◆ **WHAT IS ASKED**
In the forum thread about the Bear Polar II bow:
(a) How many years has Chuck been in the Army?
(b) What eBay price did srsbznz find for a similar bow?
(c) Which way does NoDeerInIowa suggest Chuck shoot?

◆ **EXCERPTED PASSAGE**
--- start ---

# New guy...question



## chuck2000xj (Feb 7, 2012)

Hey there...how is every one today? My name is Chuck....Im in the Army and have been for 18 yrs. I'm not very big into archery but I do have a question. I have a Bear Polar II Compound bow that is in pretty good condition. I am wanting to sell it, but dont know the value of it. Can anyone help me out? I would like an honest quote. Thanks everyone.


----------



## Tim Roberts (Jul 13, 2002)

Chuck.


----------



## Dthbyhoyt (Dec 4, 2004)

2 ArcheryTalk


----------



## srsbznz (Sep 7, 2010)

lol two welcome post and not one word about the question that was asked. Closest thing I was able to find was one on ebay for about $50. Hope that helps.


----------



## rycountryboy (Feb 21, 2008)

*:welcome: to AT* and thanks for your service


----------



## aljburk (Jan 6, 2007)

Hey Chuck! If ya come up with a price let me know. Send me some pics if you can. I'm really interested in this style bow.


----------



## Ghost23 (Jul 15, 2011)

Welcome to AT!


----------



## chuck2000xj (Feb 7, 2012)

So.....I havent been on here since I posted the question. I was really thinking that I would just get into archery. I really know nothing about it other than the basics and the stuff you learn in Scouts and camps. I am on other types of forums (Off-roading and Jeep) and know that they are a great source of information. Look forward to asking questions and learning a lot. I will start with one question. Being in the Army we fire rifles a lot. I am right hand dominant but left eye dominant, therefore....I shoot Lefty. Like my original post....I have a Bear Polar 2 that was given to me some time ago. In Archery, are there bows set up for Left eye dominant or should I loearn to aim shooting right handed using my left eye?


----------



## chuck2000xj (Feb 7, 2012)

Say what?!?! LOL


----------



## Destroyer (Sep 11, 2009)

Howdy! :welcome:


----------



## NoDeerInIowa (Mar 5, 2012)

Welcome and Thank you for your service. Not sure about the value on your Bear, but on your other question, I would say shoot left handed.


----------



## Turokman123 (Jan 2, 2011)

:welcomesign: to AT, and about $50


----------



## Bloom12 (Jun 20, 2012)

well 

Thanks for your post.

--- end ---

◆ **Point placement records**
--- start ---

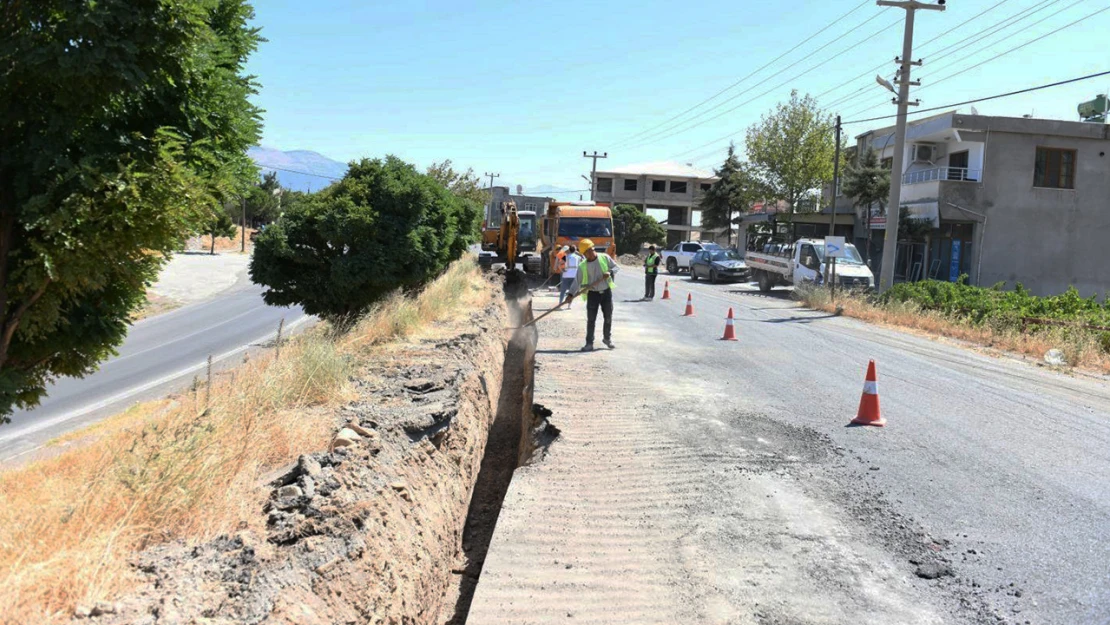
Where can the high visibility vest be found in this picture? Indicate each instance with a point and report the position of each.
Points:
(584, 272)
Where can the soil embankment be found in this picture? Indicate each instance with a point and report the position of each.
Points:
(382, 527)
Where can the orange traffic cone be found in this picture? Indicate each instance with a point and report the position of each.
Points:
(689, 305)
(729, 329)
(868, 413)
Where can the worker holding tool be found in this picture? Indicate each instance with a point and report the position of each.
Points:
(595, 283)
(651, 272)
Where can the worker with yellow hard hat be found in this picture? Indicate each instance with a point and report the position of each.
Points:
(595, 283)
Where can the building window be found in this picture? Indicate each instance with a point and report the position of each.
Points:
(1055, 168)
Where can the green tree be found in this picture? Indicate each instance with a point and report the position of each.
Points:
(464, 184)
(727, 199)
(383, 227)
(636, 229)
(793, 149)
(123, 120)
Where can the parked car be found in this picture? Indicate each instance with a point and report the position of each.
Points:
(716, 265)
(678, 258)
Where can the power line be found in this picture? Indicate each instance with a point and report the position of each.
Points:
(879, 68)
(748, 101)
(977, 100)
(715, 96)
(762, 82)
(934, 83)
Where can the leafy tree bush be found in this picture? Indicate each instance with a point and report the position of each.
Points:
(996, 305)
(383, 227)
(123, 122)
(729, 198)
(636, 229)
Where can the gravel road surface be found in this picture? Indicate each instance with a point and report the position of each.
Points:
(703, 481)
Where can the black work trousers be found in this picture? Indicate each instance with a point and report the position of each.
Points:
(598, 300)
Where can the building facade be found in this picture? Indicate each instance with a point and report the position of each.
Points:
(1010, 200)
(669, 192)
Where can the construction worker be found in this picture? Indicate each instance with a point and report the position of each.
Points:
(651, 272)
(595, 283)
(568, 270)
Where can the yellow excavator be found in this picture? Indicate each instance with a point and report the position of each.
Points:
(508, 238)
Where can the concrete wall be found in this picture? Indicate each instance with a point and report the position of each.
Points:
(1047, 239)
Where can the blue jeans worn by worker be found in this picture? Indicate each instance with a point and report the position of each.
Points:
(598, 300)
(564, 286)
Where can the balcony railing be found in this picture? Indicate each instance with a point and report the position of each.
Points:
(962, 174)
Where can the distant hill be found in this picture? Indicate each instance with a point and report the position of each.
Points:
(300, 170)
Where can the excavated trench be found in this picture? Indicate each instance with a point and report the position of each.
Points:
(518, 430)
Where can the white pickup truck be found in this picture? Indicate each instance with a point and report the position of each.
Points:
(678, 258)
(804, 261)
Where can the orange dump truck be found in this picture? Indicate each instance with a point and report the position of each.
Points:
(565, 223)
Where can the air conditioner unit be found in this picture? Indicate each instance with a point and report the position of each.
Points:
(924, 152)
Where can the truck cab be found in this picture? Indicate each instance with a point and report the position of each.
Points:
(566, 223)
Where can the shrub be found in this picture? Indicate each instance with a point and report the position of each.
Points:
(383, 227)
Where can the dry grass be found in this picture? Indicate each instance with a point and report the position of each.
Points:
(203, 243)
(154, 305)
(179, 470)
(1081, 348)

--- end ---

◆ **EXERCISE SOLUTION**
(a) 18 years
(b) About $50
(c) Left-handed